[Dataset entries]
BEGIN

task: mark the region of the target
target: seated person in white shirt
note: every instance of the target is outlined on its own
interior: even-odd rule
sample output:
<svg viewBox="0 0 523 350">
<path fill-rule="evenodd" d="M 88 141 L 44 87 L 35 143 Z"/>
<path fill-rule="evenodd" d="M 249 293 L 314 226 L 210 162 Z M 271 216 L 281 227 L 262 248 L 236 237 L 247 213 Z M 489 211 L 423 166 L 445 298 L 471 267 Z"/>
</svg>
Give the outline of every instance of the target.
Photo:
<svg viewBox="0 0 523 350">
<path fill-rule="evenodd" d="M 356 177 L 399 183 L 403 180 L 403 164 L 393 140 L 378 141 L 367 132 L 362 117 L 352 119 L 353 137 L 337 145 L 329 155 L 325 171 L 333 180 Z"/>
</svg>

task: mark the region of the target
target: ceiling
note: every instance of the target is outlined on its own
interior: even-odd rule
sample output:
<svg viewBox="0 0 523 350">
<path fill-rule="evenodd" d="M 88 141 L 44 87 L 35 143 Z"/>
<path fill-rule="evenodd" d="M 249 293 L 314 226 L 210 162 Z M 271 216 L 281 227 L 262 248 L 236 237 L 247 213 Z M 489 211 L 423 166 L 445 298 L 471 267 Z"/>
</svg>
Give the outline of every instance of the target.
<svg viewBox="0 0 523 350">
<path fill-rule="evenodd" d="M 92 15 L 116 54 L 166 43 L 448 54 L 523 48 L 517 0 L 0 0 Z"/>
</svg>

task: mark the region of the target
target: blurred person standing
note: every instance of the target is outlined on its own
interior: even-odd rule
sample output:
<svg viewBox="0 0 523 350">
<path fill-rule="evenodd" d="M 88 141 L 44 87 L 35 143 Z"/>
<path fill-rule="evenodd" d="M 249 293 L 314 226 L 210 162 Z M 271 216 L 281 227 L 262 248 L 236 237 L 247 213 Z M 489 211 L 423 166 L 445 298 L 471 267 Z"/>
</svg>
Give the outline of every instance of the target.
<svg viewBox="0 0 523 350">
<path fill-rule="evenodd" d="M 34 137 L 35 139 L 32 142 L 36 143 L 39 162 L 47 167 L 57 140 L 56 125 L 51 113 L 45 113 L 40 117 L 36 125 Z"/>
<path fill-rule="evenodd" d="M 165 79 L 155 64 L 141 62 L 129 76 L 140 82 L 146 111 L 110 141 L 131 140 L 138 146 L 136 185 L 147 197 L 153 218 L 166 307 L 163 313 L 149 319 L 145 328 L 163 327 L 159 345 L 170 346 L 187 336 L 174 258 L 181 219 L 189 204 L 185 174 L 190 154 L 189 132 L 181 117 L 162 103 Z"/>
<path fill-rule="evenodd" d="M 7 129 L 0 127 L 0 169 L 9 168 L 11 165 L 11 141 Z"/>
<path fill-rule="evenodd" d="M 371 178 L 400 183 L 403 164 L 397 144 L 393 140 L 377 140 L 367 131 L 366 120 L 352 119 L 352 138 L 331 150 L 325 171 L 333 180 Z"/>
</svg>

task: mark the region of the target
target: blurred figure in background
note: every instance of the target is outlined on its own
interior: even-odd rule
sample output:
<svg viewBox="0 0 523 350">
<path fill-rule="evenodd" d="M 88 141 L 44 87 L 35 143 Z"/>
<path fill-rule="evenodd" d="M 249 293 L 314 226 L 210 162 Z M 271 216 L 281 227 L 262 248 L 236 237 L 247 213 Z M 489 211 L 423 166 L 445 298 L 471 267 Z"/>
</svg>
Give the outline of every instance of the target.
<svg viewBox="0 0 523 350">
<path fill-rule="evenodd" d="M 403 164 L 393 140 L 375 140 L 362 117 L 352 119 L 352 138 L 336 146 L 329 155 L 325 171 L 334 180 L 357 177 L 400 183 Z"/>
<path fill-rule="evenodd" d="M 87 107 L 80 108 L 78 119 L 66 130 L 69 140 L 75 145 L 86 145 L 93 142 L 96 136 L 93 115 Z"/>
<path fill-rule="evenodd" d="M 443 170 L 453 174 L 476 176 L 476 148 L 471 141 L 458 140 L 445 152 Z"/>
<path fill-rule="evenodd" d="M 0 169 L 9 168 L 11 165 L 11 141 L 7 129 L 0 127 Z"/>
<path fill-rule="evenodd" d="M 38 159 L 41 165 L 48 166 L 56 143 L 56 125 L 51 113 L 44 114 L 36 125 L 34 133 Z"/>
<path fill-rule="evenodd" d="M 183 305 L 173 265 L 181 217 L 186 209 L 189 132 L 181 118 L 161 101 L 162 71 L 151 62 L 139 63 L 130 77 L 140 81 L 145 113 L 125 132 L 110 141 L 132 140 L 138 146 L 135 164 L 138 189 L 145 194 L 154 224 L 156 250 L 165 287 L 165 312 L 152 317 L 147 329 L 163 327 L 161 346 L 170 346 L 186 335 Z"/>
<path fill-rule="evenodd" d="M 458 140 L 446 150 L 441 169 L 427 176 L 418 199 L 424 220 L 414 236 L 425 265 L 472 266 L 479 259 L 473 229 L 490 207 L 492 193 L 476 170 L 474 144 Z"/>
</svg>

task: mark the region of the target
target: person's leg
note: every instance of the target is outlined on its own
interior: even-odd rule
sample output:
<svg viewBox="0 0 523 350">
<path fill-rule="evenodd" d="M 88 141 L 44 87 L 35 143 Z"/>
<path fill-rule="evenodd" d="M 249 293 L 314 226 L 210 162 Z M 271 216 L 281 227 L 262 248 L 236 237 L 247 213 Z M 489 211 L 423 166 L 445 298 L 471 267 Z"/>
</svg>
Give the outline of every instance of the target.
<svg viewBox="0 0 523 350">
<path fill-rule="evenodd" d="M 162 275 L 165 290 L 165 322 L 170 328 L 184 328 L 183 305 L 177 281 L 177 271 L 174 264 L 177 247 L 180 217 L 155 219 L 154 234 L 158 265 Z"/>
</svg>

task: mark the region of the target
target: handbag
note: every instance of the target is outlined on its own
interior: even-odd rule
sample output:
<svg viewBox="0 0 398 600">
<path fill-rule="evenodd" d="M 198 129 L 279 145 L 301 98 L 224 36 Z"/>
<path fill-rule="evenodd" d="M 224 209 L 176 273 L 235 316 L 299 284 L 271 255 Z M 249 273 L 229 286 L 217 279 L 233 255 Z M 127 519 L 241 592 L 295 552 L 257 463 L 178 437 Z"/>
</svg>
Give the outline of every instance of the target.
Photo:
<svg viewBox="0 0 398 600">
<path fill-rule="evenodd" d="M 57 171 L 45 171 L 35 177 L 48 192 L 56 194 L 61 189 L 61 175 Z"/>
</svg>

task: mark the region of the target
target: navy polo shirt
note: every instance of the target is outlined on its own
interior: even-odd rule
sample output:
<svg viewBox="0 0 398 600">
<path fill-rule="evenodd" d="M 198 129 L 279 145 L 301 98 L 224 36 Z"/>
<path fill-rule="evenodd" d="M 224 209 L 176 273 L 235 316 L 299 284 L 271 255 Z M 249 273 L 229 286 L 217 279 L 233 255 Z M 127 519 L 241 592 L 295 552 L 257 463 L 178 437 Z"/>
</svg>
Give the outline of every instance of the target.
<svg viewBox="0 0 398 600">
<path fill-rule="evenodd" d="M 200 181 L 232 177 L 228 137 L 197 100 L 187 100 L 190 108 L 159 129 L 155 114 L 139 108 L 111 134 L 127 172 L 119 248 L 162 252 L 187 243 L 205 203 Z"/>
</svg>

END

# [The problem]
Go through the records and copy each one exactly.

# [Answer]
task: mark the region of the target
target: seated person in white shirt
note: every instance of the target is outlined on its own
interior: even-odd rule
sample output:
<svg viewBox="0 0 523 350">
<path fill-rule="evenodd" d="M 88 141 L 44 87 L 35 143 Z"/>
<path fill-rule="evenodd" d="M 249 293 L 314 226 L 210 162 Z M 271 216 L 281 227 L 262 248 L 236 237 L 247 213 Z M 489 211 L 423 166 L 445 298 L 471 267 Z"/>
</svg>
Give the outline of every instance of the target.
Photo:
<svg viewBox="0 0 523 350">
<path fill-rule="evenodd" d="M 356 177 L 399 183 L 403 180 L 403 164 L 393 140 L 378 141 L 367 132 L 362 117 L 352 119 L 353 137 L 337 145 L 329 155 L 325 171 L 333 180 Z"/>
</svg>

task: mark the region of the target
target: ceiling
note: every instance of the target is outlined on its own
interior: even-odd rule
sample output:
<svg viewBox="0 0 523 350">
<path fill-rule="evenodd" d="M 88 141 L 44 87 L 35 143 Z"/>
<path fill-rule="evenodd" d="M 249 293 L 314 226 L 210 162 Z M 271 216 L 281 227 L 262 248 L 236 237 L 247 213 Z M 489 211 L 423 166 L 445 298 L 471 267 Z"/>
</svg>
Give the outline of every instance of the target.
<svg viewBox="0 0 523 350">
<path fill-rule="evenodd" d="M 92 15 L 116 54 L 166 43 L 448 54 L 523 48 L 517 0 L 0 0 Z"/>
</svg>

task: mark the region of the target
target: blurred person standing
note: every instance of the target is outlined on its own
interior: even-odd rule
sample output:
<svg viewBox="0 0 523 350">
<path fill-rule="evenodd" d="M 88 141 L 44 87 L 35 143 Z"/>
<path fill-rule="evenodd" d="M 249 293 L 314 226 L 210 162 Z M 271 216 L 281 227 L 262 248 L 236 237 L 247 213 Z M 489 211 L 423 166 L 445 298 L 471 267 Z"/>
</svg>
Give the outline of every instance of the target.
<svg viewBox="0 0 523 350">
<path fill-rule="evenodd" d="M 34 137 L 35 139 L 32 142 L 36 143 L 39 162 L 47 167 L 57 140 L 56 125 L 51 113 L 45 113 L 40 117 L 36 125 Z"/>
<path fill-rule="evenodd" d="M 165 79 L 155 64 L 141 62 L 129 76 L 140 82 L 146 111 L 110 141 L 131 140 L 138 146 L 136 185 L 147 197 L 153 218 L 166 307 L 163 313 L 149 319 L 145 328 L 163 327 L 159 345 L 170 346 L 187 336 L 174 258 L 181 219 L 189 204 L 185 174 L 190 154 L 189 132 L 181 117 L 162 103 Z"/>
<path fill-rule="evenodd" d="M 7 129 L 0 127 L 0 169 L 9 168 L 11 165 L 11 141 Z"/>
<path fill-rule="evenodd" d="M 371 178 L 400 183 L 403 164 L 397 144 L 393 140 L 377 140 L 367 131 L 366 120 L 352 119 L 352 138 L 331 150 L 325 171 L 333 180 Z"/>
</svg>

task: mark the region of the target
target: blurred figure in background
note: every instance of the target is outlined on its own
interior: even-odd rule
sample output:
<svg viewBox="0 0 523 350">
<path fill-rule="evenodd" d="M 88 141 L 44 87 L 35 143 Z"/>
<path fill-rule="evenodd" d="M 249 293 L 314 226 L 210 162 Z M 271 216 L 281 227 L 262 248 L 236 237 L 247 213 Z M 489 211 L 423 166 L 445 298 L 471 267 Z"/>
</svg>
Give the outline of every instance of the target.
<svg viewBox="0 0 523 350">
<path fill-rule="evenodd" d="M 403 164 L 393 140 L 375 140 L 362 117 L 352 119 L 352 138 L 336 146 L 329 155 L 325 171 L 334 180 L 357 177 L 400 183 Z"/>
<path fill-rule="evenodd" d="M 87 107 L 80 108 L 78 119 L 66 130 L 69 140 L 75 145 L 86 145 L 93 142 L 96 136 L 93 115 Z"/>
<path fill-rule="evenodd" d="M 443 170 L 453 174 L 476 176 L 476 148 L 471 141 L 458 140 L 445 152 Z"/>
<path fill-rule="evenodd" d="M 0 169 L 9 168 L 11 165 L 11 141 L 7 129 L 0 127 Z"/>
<path fill-rule="evenodd" d="M 38 159 L 41 165 L 48 166 L 56 143 L 56 125 L 51 113 L 44 114 L 36 125 L 34 133 Z"/>
<path fill-rule="evenodd" d="M 183 305 L 173 265 L 181 217 L 186 209 L 189 132 L 181 118 L 161 101 L 162 71 L 151 62 L 139 63 L 130 77 L 140 81 L 145 113 L 125 132 L 110 141 L 132 140 L 138 146 L 135 164 L 138 189 L 145 194 L 154 224 L 156 250 L 165 287 L 165 312 L 152 317 L 147 329 L 163 327 L 161 346 L 170 346 L 186 335 Z"/>
<path fill-rule="evenodd" d="M 458 140 L 446 150 L 441 169 L 427 176 L 418 199 L 424 220 L 414 236 L 425 265 L 472 266 L 479 259 L 473 229 L 490 207 L 492 193 L 476 170 L 474 144 Z"/>
</svg>

task: mark the region of the target
target: person's leg
note: every instance of the target is outlined on its own
interior: even-odd rule
sample output:
<svg viewBox="0 0 523 350">
<path fill-rule="evenodd" d="M 88 141 L 44 87 L 35 143 Z"/>
<path fill-rule="evenodd" d="M 249 293 L 314 226 L 210 162 Z M 271 216 L 281 227 L 262 248 L 236 237 L 247 213 Z M 489 211 L 423 166 L 445 298 L 471 267 Z"/>
</svg>
Give the outline of every instance of the target.
<svg viewBox="0 0 523 350">
<path fill-rule="evenodd" d="M 162 275 L 165 290 L 165 322 L 170 328 L 184 328 L 183 305 L 177 281 L 177 271 L 174 264 L 177 247 L 180 217 L 155 219 L 154 234 L 158 265 Z"/>
</svg>

task: mark the region of the target
target: handbag
note: every instance of the target is outlined on its own
interior: even-odd rule
sample output:
<svg viewBox="0 0 398 600">
<path fill-rule="evenodd" d="M 198 129 L 279 145 L 301 98 L 224 36 Z"/>
<path fill-rule="evenodd" d="M 224 209 L 176 273 L 235 316 L 299 284 L 271 255 Z M 249 273 L 229 286 L 217 279 L 233 255 Z M 127 519 L 241 592 L 295 552 L 257 463 L 178 437 Z"/>
</svg>
Give the outline of every instance of the target.
Photo:
<svg viewBox="0 0 398 600">
<path fill-rule="evenodd" d="M 57 171 L 45 171 L 35 177 L 48 192 L 56 194 L 61 189 L 61 175 Z"/>
</svg>

task: mark the region of the target
target: navy polo shirt
note: every instance of the target is outlined on its own
interior: even-odd rule
sample output:
<svg viewBox="0 0 398 600">
<path fill-rule="evenodd" d="M 198 129 L 279 145 L 301 98 L 224 36 Z"/>
<path fill-rule="evenodd" d="M 224 209 L 176 273 L 235 316 L 299 284 L 271 255 Z M 249 273 L 229 286 L 217 279 L 233 255 Z M 127 519 L 241 592 L 295 552 L 257 463 L 178 437 Z"/>
</svg>
Give the outline of every instance of the target.
<svg viewBox="0 0 398 600">
<path fill-rule="evenodd" d="M 200 181 L 232 177 L 228 137 L 197 100 L 187 100 L 190 108 L 159 129 L 155 114 L 139 108 L 111 134 L 127 172 L 119 248 L 162 252 L 187 243 L 205 203 Z"/>
</svg>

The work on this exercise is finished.